Exercise details:
When you come to a picture, pass over it, and set down the entries below exactly.

Segment Start: Data shown

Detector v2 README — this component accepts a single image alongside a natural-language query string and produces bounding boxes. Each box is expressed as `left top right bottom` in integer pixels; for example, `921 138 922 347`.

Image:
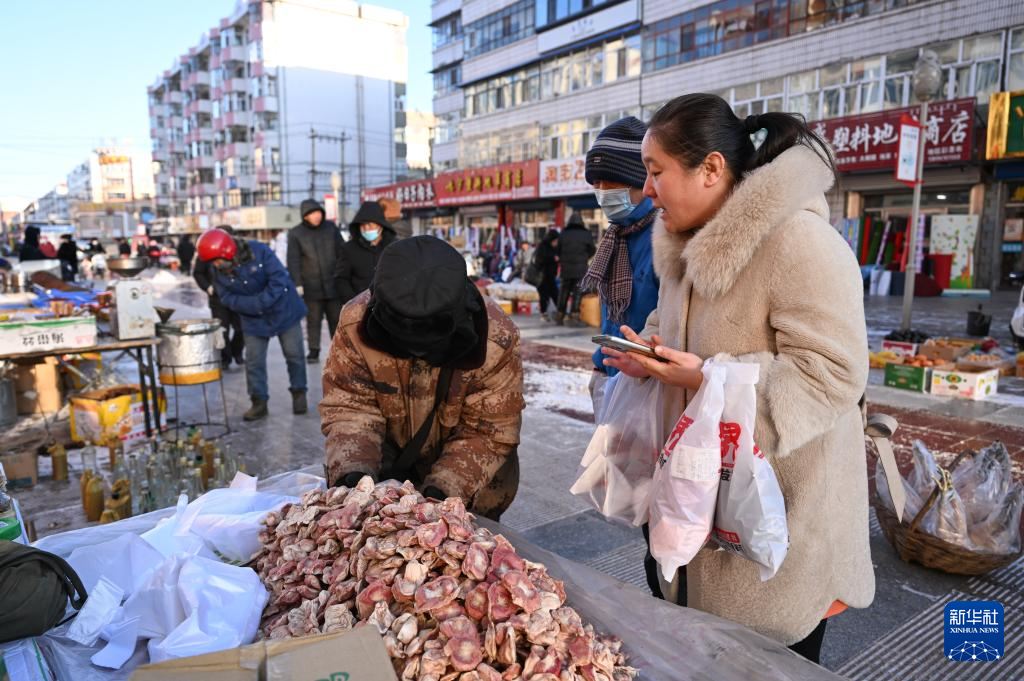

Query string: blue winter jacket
213 240 308 338
592 199 660 376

Segment End: Data shown

Result for this task:
Detector v2 README — this component accepts a single image alongside a natural-language query string and produces bounding boxes. Each box is expressed as `left top right bottom` in integer pixels; for example, `921 138 922 347`.

Image:

Query string: blue winter jacket
213 240 308 338
592 199 660 376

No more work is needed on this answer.